*EXCERPT PROVIDED*:
------------------------------------

Denver Just Decriminalized Psychedelic Mushrooms

Denver just decriminalized shrooms. Take a moment to let that sink in. A city in the United States of America just softened the penalties around a very popular and very safe psychedelic drug—magic mushrooms.

Tuesday night and all Wednesday morning it seemed as if Initiative 301 would be rejected by Denver voters. However final unofficial results just posted show a surprising reversal of fortune — the measure looks like it will pass with 50.6 percent of the vote. The total stands at 89,320 votes in favor and 87,341 against — a margin of 1,979 votes.

“Nothing has healed my mental health more than psychedelics and I’m excited for the precedent that’s been set in Denver,” says Operation EVAC’s founder Ryan Miller who uses psychedelics like magic mushrooms to help prevent suicides in the veteran community here in the Bay Area. “Colorado has a reputation for being “veteran-friendly” and the decision that it’s Capitol made to decriminalize psilocybin mushrooms further extends that reputation. I’m thankful that our voting Comrades in Colorado just demonstrated what progressive policy looks like.”

Deciminalization is how medical marijuana legalization began here in California prior to the passage of Prop 15. And it’s what led to the legalization of recreational marijuana across several states. Miller hopes that similar softening of laws around psychedelic mushrooms will make his mission of providing plant medicine and support even easier.

------------------------------------

*ENTRIES SHOWN*:
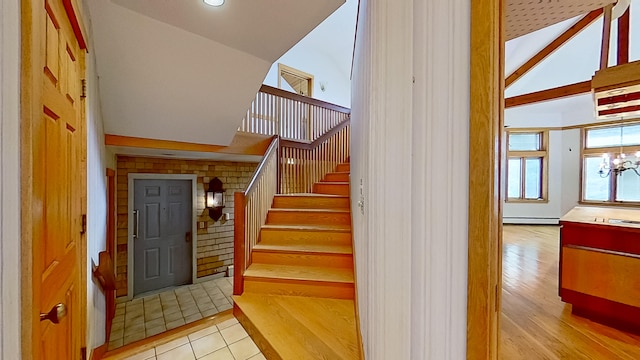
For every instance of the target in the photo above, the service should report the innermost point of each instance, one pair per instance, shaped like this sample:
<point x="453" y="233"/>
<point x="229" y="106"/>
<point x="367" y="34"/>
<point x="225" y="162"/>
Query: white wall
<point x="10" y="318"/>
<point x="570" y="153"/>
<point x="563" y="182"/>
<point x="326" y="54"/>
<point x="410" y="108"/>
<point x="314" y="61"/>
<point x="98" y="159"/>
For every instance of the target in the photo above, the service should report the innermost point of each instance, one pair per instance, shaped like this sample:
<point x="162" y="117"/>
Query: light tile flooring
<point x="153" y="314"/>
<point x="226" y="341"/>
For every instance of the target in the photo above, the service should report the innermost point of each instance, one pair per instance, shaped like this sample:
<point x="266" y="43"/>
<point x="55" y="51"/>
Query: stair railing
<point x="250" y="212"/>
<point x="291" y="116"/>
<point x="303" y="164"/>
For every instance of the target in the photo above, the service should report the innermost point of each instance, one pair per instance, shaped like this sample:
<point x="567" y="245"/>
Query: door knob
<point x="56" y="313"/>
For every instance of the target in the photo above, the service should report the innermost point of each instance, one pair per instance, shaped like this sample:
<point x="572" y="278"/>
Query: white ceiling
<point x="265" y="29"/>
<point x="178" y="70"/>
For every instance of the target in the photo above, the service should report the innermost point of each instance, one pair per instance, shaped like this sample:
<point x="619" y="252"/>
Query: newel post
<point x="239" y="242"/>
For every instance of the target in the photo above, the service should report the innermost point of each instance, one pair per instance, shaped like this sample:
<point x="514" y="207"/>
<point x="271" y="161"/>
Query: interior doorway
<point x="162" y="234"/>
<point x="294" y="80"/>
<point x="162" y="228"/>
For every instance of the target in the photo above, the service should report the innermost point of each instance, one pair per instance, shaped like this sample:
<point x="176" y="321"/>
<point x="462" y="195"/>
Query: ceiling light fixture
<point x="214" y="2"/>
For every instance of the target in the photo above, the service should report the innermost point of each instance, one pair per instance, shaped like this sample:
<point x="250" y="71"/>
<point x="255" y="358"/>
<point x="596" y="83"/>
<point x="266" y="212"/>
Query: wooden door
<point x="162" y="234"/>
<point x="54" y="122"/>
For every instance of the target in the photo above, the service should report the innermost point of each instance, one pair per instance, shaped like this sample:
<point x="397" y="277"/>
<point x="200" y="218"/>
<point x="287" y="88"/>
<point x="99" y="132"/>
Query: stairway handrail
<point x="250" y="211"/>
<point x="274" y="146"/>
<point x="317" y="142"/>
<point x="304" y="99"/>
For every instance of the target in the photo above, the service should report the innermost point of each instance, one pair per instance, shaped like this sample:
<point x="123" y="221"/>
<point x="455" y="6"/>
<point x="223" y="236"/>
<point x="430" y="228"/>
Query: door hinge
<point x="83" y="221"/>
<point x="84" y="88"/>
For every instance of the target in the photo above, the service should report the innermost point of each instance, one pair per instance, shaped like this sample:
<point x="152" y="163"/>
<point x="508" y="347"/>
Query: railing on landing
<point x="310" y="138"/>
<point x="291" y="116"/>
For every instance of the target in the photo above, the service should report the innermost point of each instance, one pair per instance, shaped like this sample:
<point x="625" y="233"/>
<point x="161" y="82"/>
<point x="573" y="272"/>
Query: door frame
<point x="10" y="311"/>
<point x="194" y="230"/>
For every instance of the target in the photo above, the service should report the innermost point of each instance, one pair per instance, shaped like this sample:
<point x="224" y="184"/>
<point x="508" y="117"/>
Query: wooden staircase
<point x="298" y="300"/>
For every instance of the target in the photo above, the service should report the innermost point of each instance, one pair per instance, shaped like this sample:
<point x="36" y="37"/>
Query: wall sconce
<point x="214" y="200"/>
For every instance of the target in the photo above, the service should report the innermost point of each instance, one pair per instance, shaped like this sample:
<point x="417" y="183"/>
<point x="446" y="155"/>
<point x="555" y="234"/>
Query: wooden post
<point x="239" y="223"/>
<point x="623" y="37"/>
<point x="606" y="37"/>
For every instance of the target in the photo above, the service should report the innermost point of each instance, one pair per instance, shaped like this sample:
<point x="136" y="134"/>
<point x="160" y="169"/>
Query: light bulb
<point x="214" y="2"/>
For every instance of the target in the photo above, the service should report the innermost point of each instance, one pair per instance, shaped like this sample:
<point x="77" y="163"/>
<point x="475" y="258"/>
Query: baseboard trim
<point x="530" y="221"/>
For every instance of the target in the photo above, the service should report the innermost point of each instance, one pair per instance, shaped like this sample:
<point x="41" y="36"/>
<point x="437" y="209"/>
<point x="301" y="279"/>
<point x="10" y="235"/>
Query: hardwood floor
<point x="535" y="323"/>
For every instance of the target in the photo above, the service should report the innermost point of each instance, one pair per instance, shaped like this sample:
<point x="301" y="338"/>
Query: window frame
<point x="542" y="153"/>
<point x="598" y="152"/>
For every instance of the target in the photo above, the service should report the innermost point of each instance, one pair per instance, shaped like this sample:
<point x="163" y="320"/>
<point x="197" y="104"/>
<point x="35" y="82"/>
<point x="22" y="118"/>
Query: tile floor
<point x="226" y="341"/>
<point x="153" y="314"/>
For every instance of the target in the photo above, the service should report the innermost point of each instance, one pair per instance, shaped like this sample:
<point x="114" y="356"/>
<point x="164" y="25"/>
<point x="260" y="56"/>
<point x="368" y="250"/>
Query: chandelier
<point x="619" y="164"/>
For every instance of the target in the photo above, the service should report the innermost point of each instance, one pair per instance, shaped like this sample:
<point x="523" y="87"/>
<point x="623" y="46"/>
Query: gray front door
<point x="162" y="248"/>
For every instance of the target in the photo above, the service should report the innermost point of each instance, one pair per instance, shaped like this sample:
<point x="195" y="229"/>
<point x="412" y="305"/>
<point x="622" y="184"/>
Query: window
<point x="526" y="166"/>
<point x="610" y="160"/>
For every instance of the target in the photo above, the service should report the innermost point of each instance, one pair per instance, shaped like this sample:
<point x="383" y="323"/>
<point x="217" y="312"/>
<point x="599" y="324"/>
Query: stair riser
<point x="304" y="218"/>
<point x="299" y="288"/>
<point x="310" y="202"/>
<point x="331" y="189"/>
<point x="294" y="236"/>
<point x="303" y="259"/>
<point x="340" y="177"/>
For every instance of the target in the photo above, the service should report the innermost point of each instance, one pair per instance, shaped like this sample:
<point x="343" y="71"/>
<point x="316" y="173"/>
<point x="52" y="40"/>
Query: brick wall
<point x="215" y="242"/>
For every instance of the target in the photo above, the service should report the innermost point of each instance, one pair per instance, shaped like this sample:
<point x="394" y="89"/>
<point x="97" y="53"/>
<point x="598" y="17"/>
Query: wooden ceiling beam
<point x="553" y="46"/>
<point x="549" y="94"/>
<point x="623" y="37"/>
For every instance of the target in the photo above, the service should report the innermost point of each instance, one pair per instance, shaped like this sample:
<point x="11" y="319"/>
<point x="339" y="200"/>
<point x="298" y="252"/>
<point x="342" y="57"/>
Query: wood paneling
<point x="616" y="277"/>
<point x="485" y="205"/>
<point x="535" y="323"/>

------------------------------------

*WORK ITEM A*: Translate this sentence from the article on Denver's psychedelic mushroom vote into Spanish: "Miller hopes that similar softening of laws around psychedelic mushrooms will make his mission of providing plant medicine and support even easier."
*WORK ITEM B*: Please carry on the article on Denver's psychedelic mushroom vote, picking up after its final paragraph.

*EXERCISE OUTPUT A*: Miller espera que una flexibilización similar de las leyes sobre los hongos psicodélicos haga aún más fácil su misión de ofrecer medicina vegetal y apoyo.

*EXERCISE OUTPUT B*:
“Veterans defend rights and freedom. And the freedom to ingest medicinal plants is important to fight for,” explains Miller who is involved in a movement to decriminalize magic mushrooms in the city of Oakland, California. He is part of a coalition of activist groups known collectively as Decriminalize Nature.

Last year California tried to put mushroom decrim on the ballot but it didn’t qualify. However activist in the Golden State as well as Oregon hope to see it on the ballot next year.

“Similarly to the expansion of adult-use cannabis in California after Colorado’s leadership,” says Miller, “I forecast further progressive legislation toward normalizing plant and fungi medicines and finally ending the racist war on drugs here at home in California.